_Exercise objective_: Count the lines in the listing below that contain the string "wheel", and reply with that number alone.

_Task material_:
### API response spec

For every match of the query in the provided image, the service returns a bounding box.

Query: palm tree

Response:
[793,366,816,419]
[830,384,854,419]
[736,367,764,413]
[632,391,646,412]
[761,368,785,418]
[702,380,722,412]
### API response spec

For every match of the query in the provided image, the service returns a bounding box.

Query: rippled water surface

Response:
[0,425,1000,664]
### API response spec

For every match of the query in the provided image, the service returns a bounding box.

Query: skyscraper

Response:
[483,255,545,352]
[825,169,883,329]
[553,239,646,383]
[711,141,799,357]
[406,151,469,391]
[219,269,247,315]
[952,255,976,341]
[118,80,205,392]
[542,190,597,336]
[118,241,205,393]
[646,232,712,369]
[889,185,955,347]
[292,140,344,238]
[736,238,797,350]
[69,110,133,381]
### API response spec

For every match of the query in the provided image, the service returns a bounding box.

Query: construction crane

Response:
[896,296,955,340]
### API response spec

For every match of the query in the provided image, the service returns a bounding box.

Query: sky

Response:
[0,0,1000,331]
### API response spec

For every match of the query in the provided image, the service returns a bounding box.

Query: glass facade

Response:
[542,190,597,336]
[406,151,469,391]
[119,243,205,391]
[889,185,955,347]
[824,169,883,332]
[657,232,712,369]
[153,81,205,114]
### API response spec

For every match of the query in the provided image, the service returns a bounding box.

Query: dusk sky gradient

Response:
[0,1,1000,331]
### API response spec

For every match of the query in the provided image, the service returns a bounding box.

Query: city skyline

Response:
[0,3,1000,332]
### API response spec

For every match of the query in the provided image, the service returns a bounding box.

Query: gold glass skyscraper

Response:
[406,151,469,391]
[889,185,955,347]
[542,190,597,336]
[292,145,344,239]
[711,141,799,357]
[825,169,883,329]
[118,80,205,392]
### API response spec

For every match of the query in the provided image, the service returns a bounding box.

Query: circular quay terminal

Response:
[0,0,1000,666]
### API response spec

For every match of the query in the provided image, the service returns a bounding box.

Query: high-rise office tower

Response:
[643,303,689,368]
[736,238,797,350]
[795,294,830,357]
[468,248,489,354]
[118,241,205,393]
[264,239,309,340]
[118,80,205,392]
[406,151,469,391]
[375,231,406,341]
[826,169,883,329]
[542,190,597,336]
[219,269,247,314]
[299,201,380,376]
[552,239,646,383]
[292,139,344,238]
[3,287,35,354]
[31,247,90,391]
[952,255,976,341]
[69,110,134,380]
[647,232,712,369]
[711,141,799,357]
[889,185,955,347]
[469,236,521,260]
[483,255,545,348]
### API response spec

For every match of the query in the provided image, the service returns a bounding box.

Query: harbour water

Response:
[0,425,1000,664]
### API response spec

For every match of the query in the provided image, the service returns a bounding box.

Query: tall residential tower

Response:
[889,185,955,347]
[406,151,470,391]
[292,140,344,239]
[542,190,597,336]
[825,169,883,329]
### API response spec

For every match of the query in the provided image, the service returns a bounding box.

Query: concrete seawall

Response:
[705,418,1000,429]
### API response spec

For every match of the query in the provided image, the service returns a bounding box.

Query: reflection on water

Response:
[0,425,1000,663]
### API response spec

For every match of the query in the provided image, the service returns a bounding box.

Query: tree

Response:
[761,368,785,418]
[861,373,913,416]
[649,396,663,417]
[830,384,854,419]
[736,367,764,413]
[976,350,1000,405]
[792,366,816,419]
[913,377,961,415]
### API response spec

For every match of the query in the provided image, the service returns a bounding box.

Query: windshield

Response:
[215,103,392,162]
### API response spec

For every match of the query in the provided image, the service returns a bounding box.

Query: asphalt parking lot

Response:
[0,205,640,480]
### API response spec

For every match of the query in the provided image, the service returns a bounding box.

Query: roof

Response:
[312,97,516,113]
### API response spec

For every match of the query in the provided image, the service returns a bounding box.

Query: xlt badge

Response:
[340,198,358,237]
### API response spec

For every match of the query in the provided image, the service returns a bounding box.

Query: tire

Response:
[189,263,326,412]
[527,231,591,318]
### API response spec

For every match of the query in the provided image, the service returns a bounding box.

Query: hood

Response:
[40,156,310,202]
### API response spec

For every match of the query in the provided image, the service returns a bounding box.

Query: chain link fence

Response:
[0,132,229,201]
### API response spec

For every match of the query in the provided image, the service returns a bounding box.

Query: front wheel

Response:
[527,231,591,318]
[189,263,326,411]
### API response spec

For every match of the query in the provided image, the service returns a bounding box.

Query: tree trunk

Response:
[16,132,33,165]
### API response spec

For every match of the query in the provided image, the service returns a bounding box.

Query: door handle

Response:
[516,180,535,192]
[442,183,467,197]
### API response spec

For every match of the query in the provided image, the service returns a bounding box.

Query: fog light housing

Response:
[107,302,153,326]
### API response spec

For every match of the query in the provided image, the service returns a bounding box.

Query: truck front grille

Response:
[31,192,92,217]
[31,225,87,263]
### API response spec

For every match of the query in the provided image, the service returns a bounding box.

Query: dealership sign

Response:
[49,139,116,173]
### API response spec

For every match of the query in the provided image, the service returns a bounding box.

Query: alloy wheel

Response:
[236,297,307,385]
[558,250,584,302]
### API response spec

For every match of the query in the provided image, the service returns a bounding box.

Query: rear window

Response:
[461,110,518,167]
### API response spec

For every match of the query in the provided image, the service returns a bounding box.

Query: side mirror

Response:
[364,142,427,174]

_Reply_: 2